L'organisation qui emporte la totale adhésion et qui fait jeter un cri d'admiration quand on la voit est une singulière cellule hexagonale tripode (ou tétrapode). On y voit une masse centrale enfermée dans un hexagone. Cet hexagone est probablement un polyèdre, trois des faces plus épaisses laissant passer une tubulure très nette d'où s'échappe un pinceau qui vient s'affiner sur une limite circulaire, granuleuse, vestige très probable d'une membrane. Cette vision est indiscutablement ce qu'il y a de plus beau et de plus profond dans ce que le microscope a jamais révélé. Pour la première fois, un organisme complexe extra-terrestre est contemplé par l'œil humain. il ne ressemble en rien à ce que nous connaissons ici ; ses dimensions sont de l'ordre de vingt microns (le micron est le millième de millimètre). Nagy et Claus en ont trouvé six en tout, à la date d'octobre 1962, dont quatre dans les quelques milligrammes de la météorite d'Orgueil.

Il nous reste maintenant à revenir au stade initial de cette étude. Les météorites tombent sans cesse sur la Terre, venues des espaces extra-terrestres. Certaines d'entre elles portent de pauvres mais bien émouvants vestiges d'une vie extra-terrestre aussi. Une question se pose alors tout naturellement: "D'où viennent les météorites, quelle est leur origine, depuis combien de temps voguent-elles, et quand ces micro-organismes vivaient-ils?"

A ceci, quelques indices seulement peuvent donner des embryons de réponse. Météorites, comètes et astéroïdes sont en étroite liaison, si étroite que leur origine est probablement commune. L'anneau de planétoïdes fragmentés, entre Mars et Jupiter, est bien connu des astronomes, qui cataloguent deux mille de ces blocs rocheux énormes ou minuscules. Or, entre Mars et Jupiter, il y a place pour une planète, dite Phaéton, qui manque visiblement. De là à penser que Phaéton a bien existé mais a été fracassée pour une cause énigmatique, il n'y a qu'un pas. Ce pas, nous le franchissons d'autant plus allègrement que cette hypothèse explique du même fait la physionomie grêlée de la Lune, bombardée par d'énormes météorites depuis des centaines de millions d'années, comme l'attestent les cratères fossiles identiques repérés sur la Terre.

La planète brisée nous donne aussi la composition fer, ou fer-pierre ou pierre, des météorites, car cette triple possibilité reproduit bien une structure analogue à celle de la Terre, au noyau métallique et aux roches basaltiques périphériques.

§ **Données à analyser**:
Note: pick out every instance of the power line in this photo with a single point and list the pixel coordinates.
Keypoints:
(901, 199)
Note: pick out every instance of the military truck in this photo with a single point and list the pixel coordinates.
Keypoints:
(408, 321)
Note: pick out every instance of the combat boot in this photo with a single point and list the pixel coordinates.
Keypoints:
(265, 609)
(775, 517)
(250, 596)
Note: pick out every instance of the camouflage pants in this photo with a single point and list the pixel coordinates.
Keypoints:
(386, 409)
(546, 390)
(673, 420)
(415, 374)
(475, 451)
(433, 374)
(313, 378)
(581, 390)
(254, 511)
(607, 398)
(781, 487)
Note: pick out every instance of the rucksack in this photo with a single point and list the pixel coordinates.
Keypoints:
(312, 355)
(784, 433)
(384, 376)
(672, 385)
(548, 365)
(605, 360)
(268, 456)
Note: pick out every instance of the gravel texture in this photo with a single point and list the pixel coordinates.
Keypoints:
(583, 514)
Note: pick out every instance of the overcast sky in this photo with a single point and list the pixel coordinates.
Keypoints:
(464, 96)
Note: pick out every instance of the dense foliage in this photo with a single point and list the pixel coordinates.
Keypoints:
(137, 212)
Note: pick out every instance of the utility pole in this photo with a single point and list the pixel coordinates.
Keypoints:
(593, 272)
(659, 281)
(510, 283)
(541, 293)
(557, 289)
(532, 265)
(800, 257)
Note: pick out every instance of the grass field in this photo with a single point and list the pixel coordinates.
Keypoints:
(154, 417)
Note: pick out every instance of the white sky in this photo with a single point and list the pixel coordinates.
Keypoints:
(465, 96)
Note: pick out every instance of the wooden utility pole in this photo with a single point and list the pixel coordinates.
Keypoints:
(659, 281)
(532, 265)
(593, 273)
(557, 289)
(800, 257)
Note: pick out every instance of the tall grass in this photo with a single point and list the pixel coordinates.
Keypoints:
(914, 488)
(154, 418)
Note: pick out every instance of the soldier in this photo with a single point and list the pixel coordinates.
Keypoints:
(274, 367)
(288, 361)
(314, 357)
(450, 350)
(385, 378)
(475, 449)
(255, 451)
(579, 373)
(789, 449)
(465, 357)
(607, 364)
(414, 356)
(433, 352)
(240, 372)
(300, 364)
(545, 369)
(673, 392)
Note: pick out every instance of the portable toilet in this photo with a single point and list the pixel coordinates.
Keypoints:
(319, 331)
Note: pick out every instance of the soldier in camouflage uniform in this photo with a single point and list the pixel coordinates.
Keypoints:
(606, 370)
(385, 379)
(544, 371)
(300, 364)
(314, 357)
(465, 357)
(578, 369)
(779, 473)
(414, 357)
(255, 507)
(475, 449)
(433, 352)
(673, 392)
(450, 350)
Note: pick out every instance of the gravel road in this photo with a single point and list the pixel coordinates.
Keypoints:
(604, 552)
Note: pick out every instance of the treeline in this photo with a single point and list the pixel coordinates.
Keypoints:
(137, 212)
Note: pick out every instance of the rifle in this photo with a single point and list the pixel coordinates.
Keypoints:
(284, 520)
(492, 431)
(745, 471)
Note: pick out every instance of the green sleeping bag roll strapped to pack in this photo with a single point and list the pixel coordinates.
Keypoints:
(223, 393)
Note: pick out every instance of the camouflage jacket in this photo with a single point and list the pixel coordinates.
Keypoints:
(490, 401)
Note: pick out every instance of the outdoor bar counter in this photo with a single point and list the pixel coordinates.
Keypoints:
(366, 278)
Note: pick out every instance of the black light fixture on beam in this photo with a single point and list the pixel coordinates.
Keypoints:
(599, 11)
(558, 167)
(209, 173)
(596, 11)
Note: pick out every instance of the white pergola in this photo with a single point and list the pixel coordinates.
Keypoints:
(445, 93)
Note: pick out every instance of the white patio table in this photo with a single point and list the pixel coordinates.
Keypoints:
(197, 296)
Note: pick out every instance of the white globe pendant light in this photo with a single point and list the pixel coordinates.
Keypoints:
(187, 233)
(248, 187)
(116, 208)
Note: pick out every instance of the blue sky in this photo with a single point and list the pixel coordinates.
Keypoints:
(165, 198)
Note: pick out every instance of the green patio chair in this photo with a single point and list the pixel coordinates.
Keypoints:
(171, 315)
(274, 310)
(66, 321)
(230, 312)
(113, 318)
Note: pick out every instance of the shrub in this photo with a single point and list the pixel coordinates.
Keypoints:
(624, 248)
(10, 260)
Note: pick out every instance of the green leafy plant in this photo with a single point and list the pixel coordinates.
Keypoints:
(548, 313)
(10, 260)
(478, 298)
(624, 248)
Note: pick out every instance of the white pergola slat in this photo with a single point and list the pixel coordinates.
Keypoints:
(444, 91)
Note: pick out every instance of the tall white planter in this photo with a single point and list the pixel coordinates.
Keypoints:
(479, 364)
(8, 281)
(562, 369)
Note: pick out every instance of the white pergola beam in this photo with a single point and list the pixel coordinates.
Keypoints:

§ **Consignes**:
Recopiez le passage du texte sur les météorites qui va de « La planète brisée » à « roches basaltiques périphériques. », ces deux extrémités comprises. Ce matériel n'a aucun rapport avec le texte sur les météorites.

§ **Réponse**:
La planète brisée nous donne aussi la composition fer, ou fer-pierre ou pierre, des météorites, car cette triple possibilité reproduit bien une structure analogue à celle de la Terre, au noyau métallique et aux roches basaltiques périphériques.